### Task brief
Can you turn the paragraph in the blog post below that begins "In regards to the delta disk growth issue" into a short list that keeps its main facts?

(Source document Opens)

IaaS is VMware’s sweet spot. The enterprises know they need to move to the benefits that cloud and utility based computing can bring. They want to run like Google and Yahoo! The challenge is how to do this in today’s environment and that’s where VDC-OS, vCloud and vApp come into play. Running internal clouds, federating them, running the workloads of today and tomorrow, its not just a dream, its like Christmas, you know its coming and its not far away. The problem for VMware is to not been seen like Azure and be another closed shop. That’s why it’s good to see vApp being based on OVF. We know VMware is the best system for running workloads, if we can keep the portability of workloads it means the best technology wins. If it all goes closed, the best marketing company wins, and that is not VMware. Also VMware need to keep tight (like they already are) with complementing technologies. Networking is going to play a huge role in enablement of the cloud, from things like split VLANs to WAN acceleration.
If you are in Australia and interested in cloud computing like I am. I would recommend you put March 25th, 2009 in your calendar. IDC are holding a Cloud Computing Conference on this day in Sydney. See, aren’t you glad that you read all the way to the end of this post! You can register for free as an early bird attendee. 

Also Richard Garsthagen in revealing details of VMWorld Europe 2009 has state that it will “probably” have a special pavilion for vCloud providers (2:20).

If you have some thoughts on the Cloud space, leave a comment.

Rodos

Thursday, December 11, 2008

Linked Clones Not A Panacea?

Over at vinternals Stu asks if linked clones are the panacea that a lot of people are claiming about the storage problem with VDI? I say yes, however we are moving from designing for capacity to designing for performance, and VMware have given us some good tools to manage it. Let me explain a bit further.

Stu essentially raises two issues.

First, delta disks grow more than you think. Stu considers that growth is going to be a lot more than people expect, citing that NTFS typically writes to zero'd blocks before deleted ones and there is lots of activity on the system disk, even if you have done a reasonable job at locking it down.

Second SCSI reservations. People are paranoid about SCSI reservations and avoid snapshot longevity as much as possible. With a datastore just full of delta disks that continually grow, are we setting up ourselves for an "epic fail"?

These are good questions. I think what this highlights is that the with Composer the focus for storage for VDI has shifted from an issue of capacity management to performance management. Where before we were concerned with how to deliver a couple of TB of data now we are concerned with how to deliver a few hundred GB of data at a suitable rate.

In regards to the delta disk growth issue. Yes, these disks are going to grow, however this is why we have the automated desktop refresh to take the machine back to the clean delta disk. The refresh can be performed on demand, as a timed event or when the delta disk reaches a certain size. What this means it that the problem can be easily managed and designed for. We can plan for storage over commit and set the pools up to manage themselves.

To me the big storage problem we had was preparing for the worse case scenario. Every desktop would consume either 10G or 20G even though most only consumed much less than 10GB. Why? Just in case! Just in case one or two machines do lots of activity and because we had NO easy means of resizing them we also had to be conservative about the starting point. With Composer we can start with a 10GB image but only allocate used space. If we install new applications and decide we really do need the capacity to grow to 12GB, we can create a new master and perform a recomposition of the machines. Now we are no long building for worse case but managing for used space only. This is a significant shift.

(Source document Closes)
(Data section Opens)

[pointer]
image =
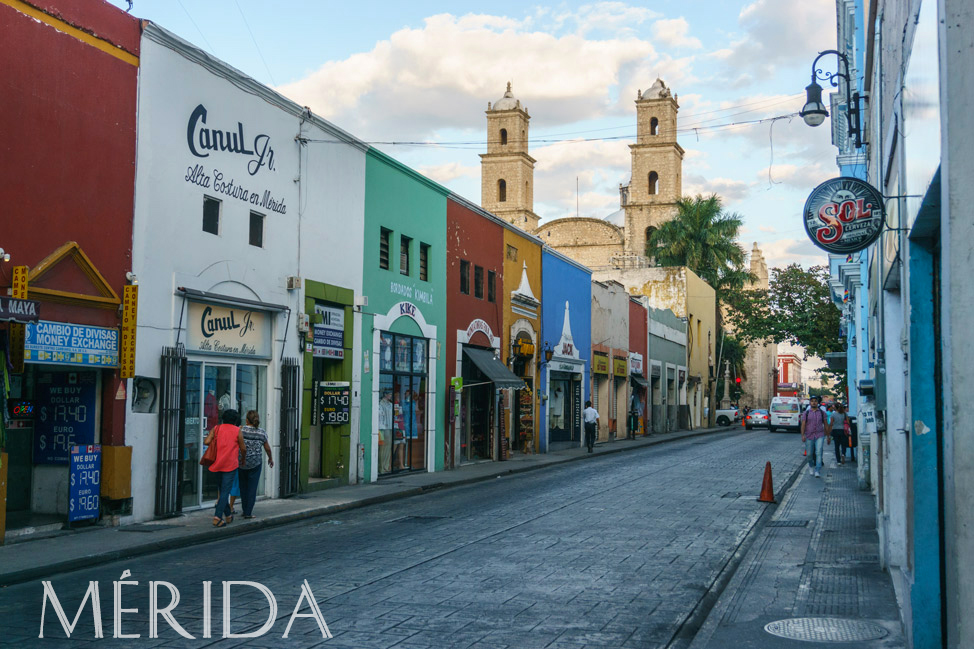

(Data section Closes)

### Answer to this problem
- Delta disks are going to grow.
- Automated desktop refresh returns a machine to the clean delta disk.
- A refresh can run on demand, as a timed event, or when the delta disk reaches a certain size.
- This makes the growth problem easy to manage and design for.
- Storage overcommit can be planned, and pools can be set up to manage themselves.